▶ [Task description]: Print verbatim the lines of the entries below that begin with the line containing "get_box(super c sign)" and run through the end of the entries, including both that first line and the final line.

▶ [Supplied data]:
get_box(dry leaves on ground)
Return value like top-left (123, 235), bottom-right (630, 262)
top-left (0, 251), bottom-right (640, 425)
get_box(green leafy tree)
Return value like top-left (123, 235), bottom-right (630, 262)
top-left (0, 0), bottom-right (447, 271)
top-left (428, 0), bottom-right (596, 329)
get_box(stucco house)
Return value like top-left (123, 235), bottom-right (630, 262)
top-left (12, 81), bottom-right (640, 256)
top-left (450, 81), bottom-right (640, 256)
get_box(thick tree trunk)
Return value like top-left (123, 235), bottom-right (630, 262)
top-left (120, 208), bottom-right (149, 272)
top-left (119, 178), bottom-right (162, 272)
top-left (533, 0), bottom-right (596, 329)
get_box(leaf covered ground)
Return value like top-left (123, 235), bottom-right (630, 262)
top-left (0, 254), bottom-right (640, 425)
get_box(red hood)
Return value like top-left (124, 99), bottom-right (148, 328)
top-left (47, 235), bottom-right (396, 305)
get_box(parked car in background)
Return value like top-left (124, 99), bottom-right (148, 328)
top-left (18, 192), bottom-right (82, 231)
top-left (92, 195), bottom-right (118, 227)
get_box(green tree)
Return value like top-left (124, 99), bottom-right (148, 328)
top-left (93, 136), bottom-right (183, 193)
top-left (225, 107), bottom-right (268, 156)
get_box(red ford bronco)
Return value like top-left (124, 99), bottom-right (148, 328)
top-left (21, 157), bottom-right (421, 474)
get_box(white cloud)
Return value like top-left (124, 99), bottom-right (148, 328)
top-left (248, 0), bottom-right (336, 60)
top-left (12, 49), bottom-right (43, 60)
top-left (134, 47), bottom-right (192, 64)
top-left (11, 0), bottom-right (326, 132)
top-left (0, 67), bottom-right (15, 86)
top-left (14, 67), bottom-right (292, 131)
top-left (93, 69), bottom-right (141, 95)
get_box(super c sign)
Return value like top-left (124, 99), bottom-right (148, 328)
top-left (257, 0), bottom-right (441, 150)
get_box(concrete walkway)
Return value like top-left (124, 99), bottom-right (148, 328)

▶ [Task response]:
get_box(super c sign)
Return value like top-left (124, 99), bottom-right (148, 328)
top-left (257, 0), bottom-right (441, 150)
get_box(concrete walkway)
Return value like top-left (124, 99), bottom-right (148, 328)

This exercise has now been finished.